#### What you need to do
Reproduce the data in its entirety, exactly as supplied.

#### The data

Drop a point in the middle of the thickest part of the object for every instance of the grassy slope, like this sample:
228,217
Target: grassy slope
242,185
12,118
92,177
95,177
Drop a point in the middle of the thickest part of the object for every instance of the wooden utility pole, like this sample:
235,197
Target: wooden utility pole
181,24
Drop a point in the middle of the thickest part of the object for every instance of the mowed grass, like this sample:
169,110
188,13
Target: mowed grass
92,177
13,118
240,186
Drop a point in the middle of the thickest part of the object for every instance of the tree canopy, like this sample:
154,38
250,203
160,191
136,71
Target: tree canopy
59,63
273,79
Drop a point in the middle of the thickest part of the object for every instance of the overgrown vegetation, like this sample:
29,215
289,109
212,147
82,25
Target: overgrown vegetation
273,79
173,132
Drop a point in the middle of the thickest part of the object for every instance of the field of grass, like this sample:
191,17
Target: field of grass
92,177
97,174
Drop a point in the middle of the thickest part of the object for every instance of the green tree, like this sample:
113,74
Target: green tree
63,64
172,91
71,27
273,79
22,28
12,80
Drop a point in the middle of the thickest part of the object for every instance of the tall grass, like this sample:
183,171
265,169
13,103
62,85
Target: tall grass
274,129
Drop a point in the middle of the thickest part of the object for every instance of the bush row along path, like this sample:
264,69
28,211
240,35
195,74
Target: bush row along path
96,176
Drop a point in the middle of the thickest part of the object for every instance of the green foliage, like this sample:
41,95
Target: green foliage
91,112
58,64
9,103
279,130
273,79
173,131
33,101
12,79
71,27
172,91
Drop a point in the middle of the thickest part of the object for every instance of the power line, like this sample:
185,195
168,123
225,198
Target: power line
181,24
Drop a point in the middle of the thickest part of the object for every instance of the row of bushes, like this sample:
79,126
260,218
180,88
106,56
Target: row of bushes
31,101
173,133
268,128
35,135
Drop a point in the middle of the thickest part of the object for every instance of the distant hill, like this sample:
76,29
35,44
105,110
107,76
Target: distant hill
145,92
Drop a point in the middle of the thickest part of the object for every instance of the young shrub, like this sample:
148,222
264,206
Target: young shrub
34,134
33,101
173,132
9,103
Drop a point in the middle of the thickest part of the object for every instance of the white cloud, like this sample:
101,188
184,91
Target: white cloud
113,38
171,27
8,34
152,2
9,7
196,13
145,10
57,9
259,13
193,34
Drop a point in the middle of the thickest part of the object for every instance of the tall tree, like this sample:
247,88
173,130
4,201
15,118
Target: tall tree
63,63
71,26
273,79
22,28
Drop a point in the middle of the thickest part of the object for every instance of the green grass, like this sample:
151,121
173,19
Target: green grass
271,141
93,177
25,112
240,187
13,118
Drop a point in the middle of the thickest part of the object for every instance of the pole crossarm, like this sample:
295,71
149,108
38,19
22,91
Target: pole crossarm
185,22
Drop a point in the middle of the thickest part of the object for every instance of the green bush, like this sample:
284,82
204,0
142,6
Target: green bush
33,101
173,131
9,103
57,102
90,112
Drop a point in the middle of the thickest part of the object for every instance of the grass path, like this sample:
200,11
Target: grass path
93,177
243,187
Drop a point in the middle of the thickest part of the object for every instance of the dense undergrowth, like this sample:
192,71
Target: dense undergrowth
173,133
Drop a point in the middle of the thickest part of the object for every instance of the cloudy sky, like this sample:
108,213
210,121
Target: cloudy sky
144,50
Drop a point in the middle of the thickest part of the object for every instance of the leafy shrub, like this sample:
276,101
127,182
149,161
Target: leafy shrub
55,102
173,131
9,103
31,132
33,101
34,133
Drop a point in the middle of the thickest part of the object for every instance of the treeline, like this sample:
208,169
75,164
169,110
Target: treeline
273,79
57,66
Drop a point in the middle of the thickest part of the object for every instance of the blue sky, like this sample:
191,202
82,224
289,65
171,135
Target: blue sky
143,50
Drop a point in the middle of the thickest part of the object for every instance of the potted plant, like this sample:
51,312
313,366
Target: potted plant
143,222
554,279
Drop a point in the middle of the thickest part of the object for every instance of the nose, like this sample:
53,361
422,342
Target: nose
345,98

########

#### Exercise solution
Drop a point in the middle of the thickest part of the object for every instance of the grassy slope, like this sample:
228,217
Target: grassy slope
242,185
12,118
92,177
95,177
Drop a point in the middle of the thickest part of the object for every instance of the wooden utility pole, like this sample:
235,197
Target: wooden utility pole
181,24
Drop a point in the middle of the thickest part of the object for every instance of the mowed grass, like this sample:
169,110
188,13
Target: mowed grass
92,177
13,118
240,186
Drop a point in the middle of the thickest part of the object for every instance of the tree canopy, like this sample:
154,38
250,203
160,191
136,71
Target: tree canopy
59,63
273,79
Drop a point in the middle of the thickest part of the object for every instance of the overgrown vegetation, like this sample:
29,215
289,109
212,147
82,25
Target: overgrown vegetation
273,79
173,132
Drop a point in the middle of the thickest part of the object for every instance of the field of grass, like this sample:
191,17
Target: field of grass
92,177
97,174
Drop a point in the middle of the thickest part of the object for every instance of the green tree, like this sample:
113,74
Target: green tree
63,64
172,91
71,27
273,79
22,28
12,80
Drop a point in the middle of the thickest part of the object for every instance of the tall grass, like this sample:
183,171
265,169
13,103
62,85
Target: tall grass
274,129
Drop a point in the middle of the thickest part of the object for every instance of the bush row along path, like this sample:
264,69
28,211
240,35
195,74
Target: bush row along path
96,176
Drop a point in the middle of the thickest part of the object for every instance of the green foliage, like this sample:
41,95
Target: green foliage
91,112
58,64
9,103
279,130
273,79
173,131
33,101
12,79
71,27
172,91
Drop a point in the middle of the thickest part of the object for every instance of the power line, like this sample:
185,195
168,123
225,198
Target: power line
181,24
Drop a point in the middle of the thickest part of the object for every instance of the row of bushes, like this sample:
79,126
260,218
180,88
106,56
Target: row of bushes
31,101
173,133
268,128
35,135
Drop a point in the middle of the thickest part of the object for every instance of the distant hill, like this sample:
76,29
35,44
105,110
107,76
Target: distant hill
145,92
Drop a point in the middle of the thickest part of the object for every instance of the young shrub, like this sample:
148,222
264,206
Target: young shrub
34,134
33,101
173,132
9,103
Drop a point in the middle of the thickest part of the object for every instance of the white cloud, like this sample:
101,188
184,91
Target: white cloud
113,38
171,27
8,34
152,2
9,7
196,13
145,10
57,9
259,13
193,34
Drop a point in the middle of the thickest part of the object for every instance of the tall tree, like this sample:
247,88
173,130
4,201
15,118
Target: tall tree
63,63
71,26
273,79
22,28
Drop a point in the middle of the thickest part of the object for every instance of the green grass, like this sample:
151,121
173,19
Target: green grass
271,141
93,177
25,112
240,187
13,118
Drop a point in the middle of the thickest part of the object for every instance of the pole crossarm, like this sample:
295,71
149,108
38,19
22,91
Target: pole crossarm
185,22
Drop a point in the middle of the thickest part of the object for every instance of the green bush, like this sample:
284,82
204,0
142,6
Target: green bush
33,101
173,131
9,103
57,102
90,112
Drop a point in the middle of the thickest part of the object for every instance of the grass path, like this sample:
200,11
Target: grass path
93,177
243,187
Drop a point in the middle of the thickest part of the object for every instance of the dense undergrowth, like this sample:
192,71
Target: dense undergrowth
173,133
Drop a point in the middle of the thickest part of the object for every instance of the cloudy sky, like this sample:
108,213
210,121
Target: cloudy sky
144,50
Drop a point in the middle of the thickest part of the object for every instance of the leafy shrub, like this sample:
276,101
127,182
149,161
Target: leafy shrub
55,102
173,131
9,103
31,132
33,101
34,133
Drop a point in the middle of the thickest part of the object for every instance of the treeline, like this sample:
208,169
75,164
169,110
Target: treeline
273,79
57,66
Drop a point in the middle of the thickest part of the object for every instance of the blue sky, like this sample:
191,202
82,224
289,65
171,135
Target: blue sky
143,50
Drop a point in the middle of the thickest part of the object for every instance of the potted plant, like this sample:
51,312
313,366
Target: potted plant
143,222
554,279
Drop a point in the middle of the thickest part of the object for every instance of the nose, like this sample:
53,361
422,342
Target: nose
345,98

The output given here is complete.